In the records below, some lines contain "query"; state the number of such lines and nothing else.

--- Extracted entries ---

=== Section Start ===

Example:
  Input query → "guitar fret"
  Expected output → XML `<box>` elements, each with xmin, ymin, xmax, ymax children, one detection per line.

=== Section End ===
=== Section Start ===

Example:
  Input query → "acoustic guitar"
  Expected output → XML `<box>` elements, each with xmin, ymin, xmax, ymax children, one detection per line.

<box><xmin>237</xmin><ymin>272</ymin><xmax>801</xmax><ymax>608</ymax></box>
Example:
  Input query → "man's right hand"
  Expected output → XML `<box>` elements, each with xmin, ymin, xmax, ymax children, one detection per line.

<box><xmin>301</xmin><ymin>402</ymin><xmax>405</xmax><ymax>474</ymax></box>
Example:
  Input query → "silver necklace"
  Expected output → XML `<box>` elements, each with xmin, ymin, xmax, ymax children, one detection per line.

=== Section End ===

--- Answer space ---
4